## Excerto citado
Fecho rotativo das urgências “não é uma solução civilizada para um país europeu”

4 de Janeiro 2023

O médico Diogo Ayres de Campos considerou esta quarta-feira que o fecho rotativo das urgências de obstetrícia e ginecologia "não é uma solução civilizada para um país europeu”, porque quebra a ligação entre os hospitais e as grávidas.

No dia em que o diretor executivo do Serviço Nacional de Saúde (SNS), Fernando Araújo, anunciou que as maternidades e blocos de partos vão continuar a abrir de forma rotativa nos primeiros três meses deste ano, num esquema semelhante ao que aconteceu no Natal e no fim de ano, Diogo Ayres afirmou no parlamento que esta medida pode ser boa “como solução temporária”, mas não a longo prazo.

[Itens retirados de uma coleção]
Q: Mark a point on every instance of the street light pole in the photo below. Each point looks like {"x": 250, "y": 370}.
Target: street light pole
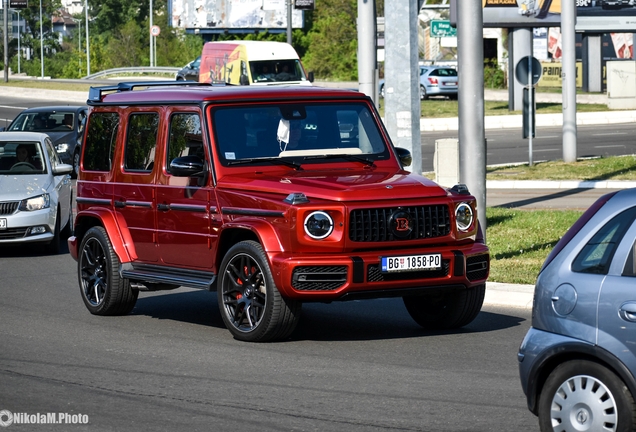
{"x": 19, "y": 37}
{"x": 41, "y": 42}
{"x": 152, "y": 54}
{"x": 88, "y": 48}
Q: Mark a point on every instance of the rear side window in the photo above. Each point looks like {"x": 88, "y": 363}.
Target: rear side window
{"x": 185, "y": 137}
{"x": 100, "y": 141}
{"x": 141, "y": 142}
{"x": 596, "y": 256}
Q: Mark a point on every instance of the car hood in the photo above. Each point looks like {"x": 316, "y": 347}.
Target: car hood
{"x": 342, "y": 185}
{"x": 15, "y": 187}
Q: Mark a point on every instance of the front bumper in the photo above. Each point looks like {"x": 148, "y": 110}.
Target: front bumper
{"x": 358, "y": 275}
{"x": 21, "y": 224}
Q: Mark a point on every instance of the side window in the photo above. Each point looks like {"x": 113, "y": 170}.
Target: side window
{"x": 185, "y": 137}
{"x": 100, "y": 141}
{"x": 141, "y": 142}
{"x": 596, "y": 256}
{"x": 630, "y": 265}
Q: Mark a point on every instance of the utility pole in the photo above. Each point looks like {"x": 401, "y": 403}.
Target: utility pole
{"x": 568, "y": 79}
{"x": 402, "y": 109}
{"x": 289, "y": 27}
{"x": 472, "y": 135}
{"x": 5, "y": 15}
{"x": 367, "y": 48}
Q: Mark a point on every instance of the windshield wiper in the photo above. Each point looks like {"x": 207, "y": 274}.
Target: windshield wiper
{"x": 362, "y": 159}
{"x": 273, "y": 160}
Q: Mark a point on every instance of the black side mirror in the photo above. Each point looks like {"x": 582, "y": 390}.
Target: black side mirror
{"x": 187, "y": 166}
{"x": 404, "y": 155}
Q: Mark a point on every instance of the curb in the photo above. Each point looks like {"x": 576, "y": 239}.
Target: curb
{"x": 509, "y": 295}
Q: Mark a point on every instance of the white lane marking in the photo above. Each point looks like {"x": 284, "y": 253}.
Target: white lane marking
{"x": 611, "y": 133}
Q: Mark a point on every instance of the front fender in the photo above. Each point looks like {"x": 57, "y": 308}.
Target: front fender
{"x": 115, "y": 226}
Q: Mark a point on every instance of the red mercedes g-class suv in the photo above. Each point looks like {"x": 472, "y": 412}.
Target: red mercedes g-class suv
{"x": 271, "y": 196}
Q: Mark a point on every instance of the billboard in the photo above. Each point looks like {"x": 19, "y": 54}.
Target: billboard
{"x": 215, "y": 16}
{"x": 592, "y": 15}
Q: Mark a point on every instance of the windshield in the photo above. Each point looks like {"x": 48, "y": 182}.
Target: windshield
{"x": 276, "y": 71}
{"x": 50, "y": 121}
{"x": 306, "y": 132}
{"x": 21, "y": 157}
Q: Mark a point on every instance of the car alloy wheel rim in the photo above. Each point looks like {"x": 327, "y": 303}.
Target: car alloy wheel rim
{"x": 244, "y": 292}
{"x": 94, "y": 274}
{"x": 583, "y": 403}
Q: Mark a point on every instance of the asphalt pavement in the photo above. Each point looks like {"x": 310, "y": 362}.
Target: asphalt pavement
{"x": 512, "y": 194}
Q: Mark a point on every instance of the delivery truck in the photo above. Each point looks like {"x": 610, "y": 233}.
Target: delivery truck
{"x": 252, "y": 63}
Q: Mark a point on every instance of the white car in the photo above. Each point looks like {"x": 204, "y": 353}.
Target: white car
{"x": 35, "y": 191}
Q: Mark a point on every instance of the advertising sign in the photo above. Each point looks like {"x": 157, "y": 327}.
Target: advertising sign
{"x": 551, "y": 75}
{"x": 216, "y": 16}
{"x": 591, "y": 15}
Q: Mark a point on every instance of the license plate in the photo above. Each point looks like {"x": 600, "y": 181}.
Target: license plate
{"x": 411, "y": 263}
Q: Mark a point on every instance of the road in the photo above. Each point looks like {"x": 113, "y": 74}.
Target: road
{"x": 171, "y": 365}
{"x": 505, "y": 146}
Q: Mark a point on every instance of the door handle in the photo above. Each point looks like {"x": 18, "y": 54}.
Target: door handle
{"x": 627, "y": 311}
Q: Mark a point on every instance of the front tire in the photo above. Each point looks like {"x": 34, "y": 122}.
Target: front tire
{"x": 251, "y": 306}
{"x": 446, "y": 309}
{"x": 583, "y": 395}
{"x": 103, "y": 291}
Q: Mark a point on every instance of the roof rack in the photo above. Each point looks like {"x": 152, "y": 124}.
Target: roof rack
{"x": 95, "y": 93}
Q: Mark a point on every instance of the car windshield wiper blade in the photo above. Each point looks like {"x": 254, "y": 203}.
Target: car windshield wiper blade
{"x": 274, "y": 160}
{"x": 362, "y": 159}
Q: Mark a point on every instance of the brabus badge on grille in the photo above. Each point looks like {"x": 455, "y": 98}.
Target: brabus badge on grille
{"x": 401, "y": 223}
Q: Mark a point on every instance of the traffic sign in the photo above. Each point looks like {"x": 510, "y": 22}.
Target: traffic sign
{"x": 442, "y": 28}
{"x": 527, "y": 66}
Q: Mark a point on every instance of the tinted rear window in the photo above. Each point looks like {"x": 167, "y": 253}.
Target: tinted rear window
{"x": 101, "y": 141}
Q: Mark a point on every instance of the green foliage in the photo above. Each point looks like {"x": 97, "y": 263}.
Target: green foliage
{"x": 520, "y": 241}
{"x": 333, "y": 43}
{"x": 494, "y": 75}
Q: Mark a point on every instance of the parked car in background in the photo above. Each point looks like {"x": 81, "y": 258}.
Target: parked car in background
{"x": 35, "y": 191}
{"x": 63, "y": 124}
{"x": 434, "y": 81}
{"x": 189, "y": 72}
{"x": 577, "y": 362}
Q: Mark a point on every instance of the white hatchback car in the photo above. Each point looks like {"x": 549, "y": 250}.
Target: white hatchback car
{"x": 35, "y": 191}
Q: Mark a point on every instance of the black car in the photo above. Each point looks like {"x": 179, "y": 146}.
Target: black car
{"x": 63, "y": 124}
{"x": 190, "y": 72}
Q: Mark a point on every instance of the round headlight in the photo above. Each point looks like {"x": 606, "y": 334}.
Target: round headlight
{"x": 318, "y": 225}
{"x": 463, "y": 216}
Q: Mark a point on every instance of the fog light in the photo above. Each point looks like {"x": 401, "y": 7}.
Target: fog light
{"x": 38, "y": 230}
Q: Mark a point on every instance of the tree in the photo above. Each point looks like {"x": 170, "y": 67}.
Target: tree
{"x": 333, "y": 43}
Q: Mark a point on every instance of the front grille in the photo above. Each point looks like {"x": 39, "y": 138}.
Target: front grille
{"x": 374, "y": 274}
{"x": 319, "y": 278}
{"x": 477, "y": 267}
{"x": 7, "y": 208}
{"x": 372, "y": 225}
{"x": 12, "y": 233}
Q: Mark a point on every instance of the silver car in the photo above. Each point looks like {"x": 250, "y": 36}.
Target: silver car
{"x": 577, "y": 362}
{"x": 435, "y": 81}
{"x": 35, "y": 191}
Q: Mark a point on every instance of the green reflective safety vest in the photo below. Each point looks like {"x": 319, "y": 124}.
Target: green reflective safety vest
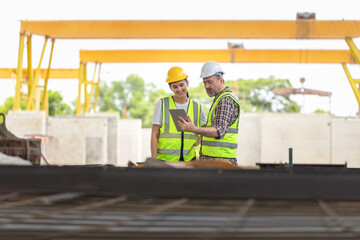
{"x": 225, "y": 147}
{"x": 171, "y": 142}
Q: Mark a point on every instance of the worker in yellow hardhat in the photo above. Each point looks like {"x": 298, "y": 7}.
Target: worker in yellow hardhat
{"x": 220, "y": 135}
{"x": 166, "y": 142}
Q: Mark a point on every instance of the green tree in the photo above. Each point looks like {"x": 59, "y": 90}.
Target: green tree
{"x": 132, "y": 96}
{"x": 257, "y": 95}
{"x": 254, "y": 95}
{"x": 9, "y": 103}
{"x": 56, "y": 104}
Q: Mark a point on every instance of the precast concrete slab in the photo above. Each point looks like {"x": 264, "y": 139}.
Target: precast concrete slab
{"x": 145, "y": 144}
{"x": 346, "y": 141}
{"x": 307, "y": 135}
{"x": 22, "y": 123}
{"x": 249, "y": 148}
{"x": 77, "y": 140}
{"x": 113, "y": 151}
{"x": 129, "y": 141}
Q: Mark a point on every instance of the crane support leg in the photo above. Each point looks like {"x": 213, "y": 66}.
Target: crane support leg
{"x": 30, "y": 104}
{"x": 97, "y": 89}
{"x": 81, "y": 78}
{"x": 19, "y": 70}
{"x": 45, "y": 106}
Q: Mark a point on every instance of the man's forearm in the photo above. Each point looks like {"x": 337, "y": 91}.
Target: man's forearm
{"x": 206, "y": 131}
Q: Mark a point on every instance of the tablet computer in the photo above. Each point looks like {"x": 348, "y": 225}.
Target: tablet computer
{"x": 175, "y": 113}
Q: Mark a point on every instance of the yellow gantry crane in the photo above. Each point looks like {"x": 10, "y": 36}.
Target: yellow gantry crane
{"x": 189, "y": 29}
{"x": 231, "y": 55}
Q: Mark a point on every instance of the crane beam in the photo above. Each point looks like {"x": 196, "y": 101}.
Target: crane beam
{"x": 55, "y": 73}
{"x": 194, "y": 29}
{"x": 232, "y": 55}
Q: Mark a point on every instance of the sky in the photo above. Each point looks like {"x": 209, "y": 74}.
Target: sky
{"x": 325, "y": 77}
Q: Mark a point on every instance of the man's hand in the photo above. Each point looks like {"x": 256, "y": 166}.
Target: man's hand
{"x": 187, "y": 126}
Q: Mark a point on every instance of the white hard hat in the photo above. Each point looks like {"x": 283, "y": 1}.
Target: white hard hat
{"x": 211, "y": 68}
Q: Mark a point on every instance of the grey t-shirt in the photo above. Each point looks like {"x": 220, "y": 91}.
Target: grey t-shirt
{"x": 157, "y": 117}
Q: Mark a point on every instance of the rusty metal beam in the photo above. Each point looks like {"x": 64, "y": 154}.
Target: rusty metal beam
{"x": 8, "y": 73}
{"x": 234, "y": 55}
{"x": 194, "y": 29}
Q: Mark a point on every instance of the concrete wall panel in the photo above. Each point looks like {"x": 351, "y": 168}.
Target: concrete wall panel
{"x": 308, "y": 135}
{"x": 23, "y": 123}
{"x": 67, "y": 129}
{"x": 129, "y": 132}
{"x": 145, "y": 143}
{"x": 248, "y": 153}
{"x": 113, "y": 151}
{"x": 346, "y": 141}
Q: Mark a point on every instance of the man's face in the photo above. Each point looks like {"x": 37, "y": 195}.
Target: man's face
{"x": 179, "y": 88}
{"x": 212, "y": 85}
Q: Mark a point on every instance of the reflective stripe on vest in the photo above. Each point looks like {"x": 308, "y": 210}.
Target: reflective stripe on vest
{"x": 169, "y": 145}
{"x": 227, "y": 146}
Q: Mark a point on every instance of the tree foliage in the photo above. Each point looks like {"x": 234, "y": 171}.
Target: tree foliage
{"x": 135, "y": 99}
{"x": 132, "y": 98}
{"x": 9, "y": 103}
{"x": 254, "y": 95}
{"x": 257, "y": 95}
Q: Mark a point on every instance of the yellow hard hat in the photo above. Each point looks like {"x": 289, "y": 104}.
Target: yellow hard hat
{"x": 176, "y": 74}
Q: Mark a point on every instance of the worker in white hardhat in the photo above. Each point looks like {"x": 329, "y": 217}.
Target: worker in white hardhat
{"x": 220, "y": 135}
{"x": 166, "y": 142}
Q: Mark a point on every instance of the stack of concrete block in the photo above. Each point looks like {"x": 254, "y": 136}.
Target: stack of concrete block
{"x": 77, "y": 140}
{"x": 23, "y": 123}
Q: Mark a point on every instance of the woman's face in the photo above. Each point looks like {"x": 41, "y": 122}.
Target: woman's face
{"x": 179, "y": 88}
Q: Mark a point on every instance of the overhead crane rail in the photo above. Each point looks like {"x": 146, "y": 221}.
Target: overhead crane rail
{"x": 56, "y": 73}
{"x": 194, "y": 29}
{"x": 180, "y": 29}
{"x": 235, "y": 55}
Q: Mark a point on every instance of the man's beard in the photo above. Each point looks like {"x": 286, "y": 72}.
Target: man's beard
{"x": 211, "y": 94}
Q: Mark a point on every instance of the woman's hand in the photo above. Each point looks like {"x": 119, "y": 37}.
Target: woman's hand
{"x": 187, "y": 126}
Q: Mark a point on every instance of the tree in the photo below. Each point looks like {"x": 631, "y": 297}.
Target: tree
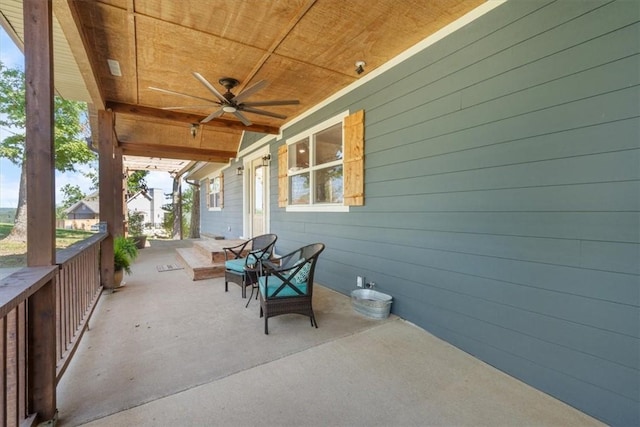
{"x": 136, "y": 181}
{"x": 72, "y": 195}
{"x": 70, "y": 130}
{"x": 171, "y": 225}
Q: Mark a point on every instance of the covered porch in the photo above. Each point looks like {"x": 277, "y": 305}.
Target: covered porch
{"x": 166, "y": 350}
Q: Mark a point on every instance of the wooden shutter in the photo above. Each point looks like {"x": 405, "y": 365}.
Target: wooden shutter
{"x": 354, "y": 159}
{"x": 221, "y": 196}
{"x": 207, "y": 186}
{"x": 283, "y": 179}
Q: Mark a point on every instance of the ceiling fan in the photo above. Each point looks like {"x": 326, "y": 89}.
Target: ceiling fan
{"x": 229, "y": 102}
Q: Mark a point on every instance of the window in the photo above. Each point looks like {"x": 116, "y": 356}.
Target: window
{"x": 322, "y": 169}
{"x": 214, "y": 193}
{"x": 315, "y": 168}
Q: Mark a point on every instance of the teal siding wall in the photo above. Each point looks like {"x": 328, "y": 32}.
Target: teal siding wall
{"x": 228, "y": 221}
{"x": 502, "y": 171}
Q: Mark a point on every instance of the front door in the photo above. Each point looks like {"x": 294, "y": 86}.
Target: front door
{"x": 258, "y": 198}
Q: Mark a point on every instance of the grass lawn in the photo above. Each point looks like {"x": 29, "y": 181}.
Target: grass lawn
{"x": 15, "y": 254}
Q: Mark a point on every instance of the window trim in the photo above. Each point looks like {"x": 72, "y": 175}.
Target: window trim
{"x": 318, "y": 207}
{"x": 221, "y": 192}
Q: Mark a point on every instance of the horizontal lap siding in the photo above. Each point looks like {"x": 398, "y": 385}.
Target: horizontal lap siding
{"x": 228, "y": 221}
{"x": 502, "y": 197}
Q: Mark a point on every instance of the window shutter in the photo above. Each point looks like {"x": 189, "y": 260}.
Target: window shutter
{"x": 208, "y": 187}
{"x": 221, "y": 196}
{"x": 354, "y": 159}
{"x": 283, "y": 179}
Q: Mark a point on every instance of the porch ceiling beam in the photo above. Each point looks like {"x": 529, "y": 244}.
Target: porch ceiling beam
{"x": 176, "y": 152}
{"x": 158, "y": 113}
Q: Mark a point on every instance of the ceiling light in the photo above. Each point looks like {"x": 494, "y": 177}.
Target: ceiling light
{"x": 114, "y": 67}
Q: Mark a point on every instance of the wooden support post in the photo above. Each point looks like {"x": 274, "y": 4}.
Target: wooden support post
{"x": 119, "y": 206}
{"x": 107, "y": 194}
{"x": 38, "y": 52}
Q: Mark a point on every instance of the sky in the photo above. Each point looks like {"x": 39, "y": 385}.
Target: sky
{"x": 12, "y": 57}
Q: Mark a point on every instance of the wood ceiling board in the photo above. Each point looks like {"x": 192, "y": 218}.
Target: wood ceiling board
{"x": 168, "y": 54}
{"x": 335, "y": 33}
{"x": 108, "y": 33}
{"x": 180, "y": 153}
{"x": 292, "y": 79}
{"x": 136, "y": 130}
{"x": 132, "y": 163}
{"x": 160, "y": 115}
{"x": 249, "y": 22}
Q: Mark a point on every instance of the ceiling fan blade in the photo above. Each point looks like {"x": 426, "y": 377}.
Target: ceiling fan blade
{"x": 172, "y": 92}
{"x": 212, "y": 116}
{"x": 263, "y": 112}
{"x": 186, "y": 107}
{"x": 250, "y": 91}
{"x": 242, "y": 118}
{"x": 265, "y": 103}
{"x": 210, "y": 87}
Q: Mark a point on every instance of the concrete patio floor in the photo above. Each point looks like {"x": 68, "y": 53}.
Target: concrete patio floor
{"x": 167, "y": 351}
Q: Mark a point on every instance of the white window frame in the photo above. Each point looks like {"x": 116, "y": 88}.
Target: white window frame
{"x": 309, "y": 133}
{"x": 210, "y": 181}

## Tarefas obrigatórias
1) Transcreva do excerto o trecho que começa em "O médico Diogo" e termina em "a longo prazo.".
2) Indique todos os serviços ou unidades que, segundo o excerto, fecham ou abrem de forma rotativa.
Os itens não são necessários para resolver as tarefas.

## Respostas do exercício
1)
O médico Diogo Ayres de Campos considerou esta quarta-feira que o fecho rotativo das urgências de obstetrícia e ginecologia "não é uma solução civilizada para um país europeu”, porque quebra a ligação entre os hospitais e as grávidas.

No dia em que o diretor executivo do Serviço Nacional de Saúde (SNS), Fernando Araújo, anunciou que as maternidades e blocos de partos vão continuar a abrir de forma rotativa nos primeiros três meses deste ano, num esquema semelhante ao que aconteceu no Natal e no fim de ano, Diogo Ayres afirmou no parlamento que esta medida pode ser boa “como solução temporária”, mas não a longo prazo.

2) Urgências de obstetrícia e ginecologia; maternidades; blocos de partos.